== SHORT PROBLEM ==
Rewrite the listing, from its first line through the line containing "xmin=126 ymin=67 xmax=238 ymax=176", as a two-column CSV with the headers input and output. Give one row for each input and its output, put each in a single quoted field with line breaks changed to spaces, and leave the pictures out.

Listing

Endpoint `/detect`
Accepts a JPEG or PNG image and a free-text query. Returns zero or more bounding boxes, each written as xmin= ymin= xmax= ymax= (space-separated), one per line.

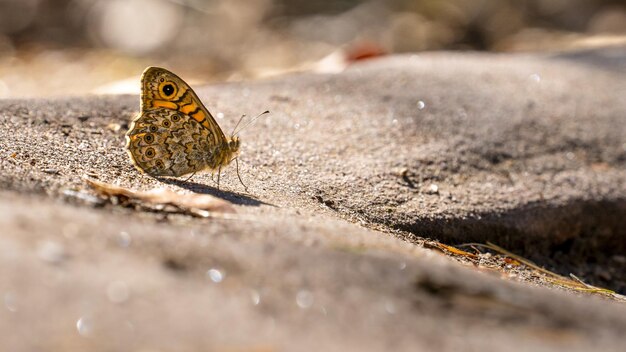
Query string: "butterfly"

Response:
xmin=126 ymin=67 xmax=267 ymax=189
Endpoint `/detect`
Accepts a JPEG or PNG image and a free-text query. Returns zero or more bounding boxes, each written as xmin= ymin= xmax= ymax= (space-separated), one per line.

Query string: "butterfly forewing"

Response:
xmin=126 ymin=67 xmax=238 ymax=176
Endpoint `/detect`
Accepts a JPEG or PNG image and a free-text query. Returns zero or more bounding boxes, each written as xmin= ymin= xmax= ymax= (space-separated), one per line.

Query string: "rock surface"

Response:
xmin=0 ymin=48 xmax=626 ymax=351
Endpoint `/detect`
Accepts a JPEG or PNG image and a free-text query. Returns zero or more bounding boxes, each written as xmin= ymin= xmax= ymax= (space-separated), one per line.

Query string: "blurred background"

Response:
xmin=0 ymin=0 xmax=626 ymax=97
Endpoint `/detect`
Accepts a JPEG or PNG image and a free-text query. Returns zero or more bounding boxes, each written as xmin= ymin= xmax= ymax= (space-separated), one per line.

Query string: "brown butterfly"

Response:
xmin=126 ymin=67 xmax=267 ymax=188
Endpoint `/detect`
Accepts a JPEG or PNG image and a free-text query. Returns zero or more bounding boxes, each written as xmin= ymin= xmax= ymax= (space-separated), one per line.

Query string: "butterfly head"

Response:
xmin=228 ymin=136 xmax=239 ymax=153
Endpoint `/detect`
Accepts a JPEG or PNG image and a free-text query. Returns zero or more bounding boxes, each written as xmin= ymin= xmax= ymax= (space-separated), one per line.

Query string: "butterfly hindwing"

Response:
xmin=127 ymin=108 xmax=217 ymax=176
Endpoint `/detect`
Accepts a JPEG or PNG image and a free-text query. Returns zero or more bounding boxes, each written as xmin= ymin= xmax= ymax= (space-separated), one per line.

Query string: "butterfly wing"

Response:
xmin=126 ymin=108 xmax=219 ymax=176
xmin=141 ymin=67 xmax=227 ymax=145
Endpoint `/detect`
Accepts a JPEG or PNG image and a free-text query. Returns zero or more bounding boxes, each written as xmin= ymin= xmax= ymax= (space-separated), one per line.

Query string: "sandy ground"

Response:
xmin=0 ymin=48 xmax=626 ymax=351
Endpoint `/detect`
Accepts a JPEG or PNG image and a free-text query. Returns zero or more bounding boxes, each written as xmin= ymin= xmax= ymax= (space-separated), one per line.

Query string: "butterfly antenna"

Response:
xmin=233 ymin=110 xmax=270 ymax=136
xmin=230 ymin=114 xmax=246 ymax=137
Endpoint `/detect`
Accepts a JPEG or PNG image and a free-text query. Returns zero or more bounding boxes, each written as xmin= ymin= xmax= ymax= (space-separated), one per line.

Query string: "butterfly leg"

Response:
xmin=217 ymin=166 xmax=222 ymax=191
xmin=235 ymin=158 xmax=248 ymax=192
xmin=184 ymin=171 xmax=196 ymax=182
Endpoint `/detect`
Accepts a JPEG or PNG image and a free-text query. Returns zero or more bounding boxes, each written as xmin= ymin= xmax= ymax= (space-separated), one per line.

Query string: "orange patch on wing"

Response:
xmin=152 ymin=100 xmax=178 ymax=110
xmin=191 ymin=110 xmax=206 ymax=123
xmin=180 ymin=103 xmax=198 ymax=115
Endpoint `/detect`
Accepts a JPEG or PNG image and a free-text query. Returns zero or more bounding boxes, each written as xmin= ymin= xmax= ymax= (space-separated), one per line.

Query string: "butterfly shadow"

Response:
xmin=155 ymin=177 xmax=275 ymax=207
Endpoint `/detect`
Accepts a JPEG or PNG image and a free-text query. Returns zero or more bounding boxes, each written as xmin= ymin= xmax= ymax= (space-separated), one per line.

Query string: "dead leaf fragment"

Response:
xmin=85 ymin=177 xmax=235 ymax=216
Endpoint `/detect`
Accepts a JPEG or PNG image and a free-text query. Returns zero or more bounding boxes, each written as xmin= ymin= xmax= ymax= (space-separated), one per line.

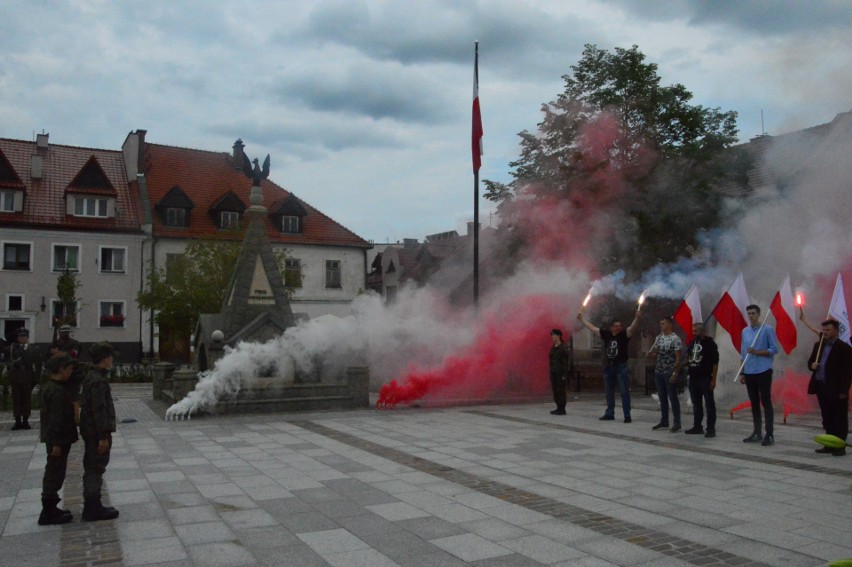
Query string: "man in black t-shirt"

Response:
xmin=577 ymin=307 xmax=642 ymax=423
xmin=675 ymin=323 xmax=719 ymax=437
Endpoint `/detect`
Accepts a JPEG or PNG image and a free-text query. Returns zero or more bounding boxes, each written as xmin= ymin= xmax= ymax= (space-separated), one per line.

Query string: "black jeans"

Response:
xmin=550 ymin=374 xmax=568 ymax=411
xmin=815 ymin=381 xmax=849 ymax=441
xmin=689 ymin=376 xmax=716 ymax=431
xmin=745 ymin=370 xmax=775 ymax=435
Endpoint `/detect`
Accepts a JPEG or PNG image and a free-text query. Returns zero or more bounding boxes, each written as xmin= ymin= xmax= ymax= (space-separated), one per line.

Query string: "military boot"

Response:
xmin=83 ymin=498 xmax=118 ymax=522
xmin=38 ymin=498 xmax=73 ymax=526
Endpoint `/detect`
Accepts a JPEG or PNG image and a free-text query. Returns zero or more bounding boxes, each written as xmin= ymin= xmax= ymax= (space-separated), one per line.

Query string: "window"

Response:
xmin=166 ymin=254 xmax=184 ymax=284
xmin=6 ymin=295 xmax=24 ymax=311
xmin=284 ymin=259 xmax=302 ymax=288
xmin=53 ymin=244 xmax=80 ymax=272
xmin=50 ymin=299 xmax=77 ymax=327
xmin=101 ymin=248 xmax=126 ymax=274
xmin=325 ymin=260 xmax=341 ymax=288
xmin=74 ymin=197 xmax=107 ymax=218
xmin=100 ymin=301 xmax=124 ymax=327
xmin=0 ymin=191 xmax=15 ymax=213
xmin=166 ymin=207 xmax=186 ymax=226
xmin=281 ymin=215 xmax=300 ymax=233
xmin=3 ymin=242 xmax=31 ymax=270
xmin=219 ymin=211 xmax=240 ymax=229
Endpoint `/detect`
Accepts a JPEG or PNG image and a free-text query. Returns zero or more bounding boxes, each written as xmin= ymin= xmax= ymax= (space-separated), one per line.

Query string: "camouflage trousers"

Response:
xmin=83 ymin=435 xmax=112 ymax=502
xmin=41 ymin=444 xmax=71 ymax=500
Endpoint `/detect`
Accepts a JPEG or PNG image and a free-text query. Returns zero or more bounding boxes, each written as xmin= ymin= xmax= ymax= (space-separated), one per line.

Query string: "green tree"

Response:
xmin=53 ymin=269 xmax=82 ymax=328
xmin=136 ymin=240 xmax=301 ymax=356
xmin=484 ymin=45 xmax=737 ymax=271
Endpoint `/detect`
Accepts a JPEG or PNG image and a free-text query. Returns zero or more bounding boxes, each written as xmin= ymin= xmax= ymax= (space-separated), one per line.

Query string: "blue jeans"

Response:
xmin=654 ymin=370 xmax=680 ymax=427
xmin=604 ymin=362 xmax=630 ymax=417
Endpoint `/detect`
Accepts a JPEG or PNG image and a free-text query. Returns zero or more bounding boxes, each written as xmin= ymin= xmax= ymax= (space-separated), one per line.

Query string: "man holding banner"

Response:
xmin=739 ymin=304 xmax=778 ymax=447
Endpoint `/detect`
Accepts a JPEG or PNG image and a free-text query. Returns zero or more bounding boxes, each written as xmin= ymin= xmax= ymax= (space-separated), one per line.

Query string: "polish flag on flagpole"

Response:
xmin=769 ymin=274 xmax=798 ymax=354
xmin=674 ymin=285 xmax=704 ymax=343
xmin=711 ymin=272 xmax=748 ymax=352
xmin=470 ymin=41 xmax=483 ymax=173
xmin=828 ymin=274 xmax=850 ymax=343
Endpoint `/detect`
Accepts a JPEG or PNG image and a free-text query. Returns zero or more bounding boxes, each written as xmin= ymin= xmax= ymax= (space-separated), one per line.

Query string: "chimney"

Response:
xmin=234 ymin=138 xmax=246 ymax=169
xmin=30 ymin=154 xmax=44 ymax=179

== WRITTEN SOLUTION ==
input,output
"Endpoint `/detect` Accepts a JPEG or PNG image and a free-text query. Returns zero or more bounding boxes, each written as xmin= ymin= xmax= ymax= (space-separated), one per line. Query string: ""butterfly"" Response:","xmin=126 ymin=67 xmax=267 ymax=189"
"Endpoint `/detect` Accepts a JPEG or PNG image and a free-text query. Returns zero or more bounding boxes, each written as xmin= ymin= xmax= ymax= (space-separated), one per line. Query string: ""butterfly forewing"" Response:","xmin=126 ymin=67 xmax=238 ymax=176"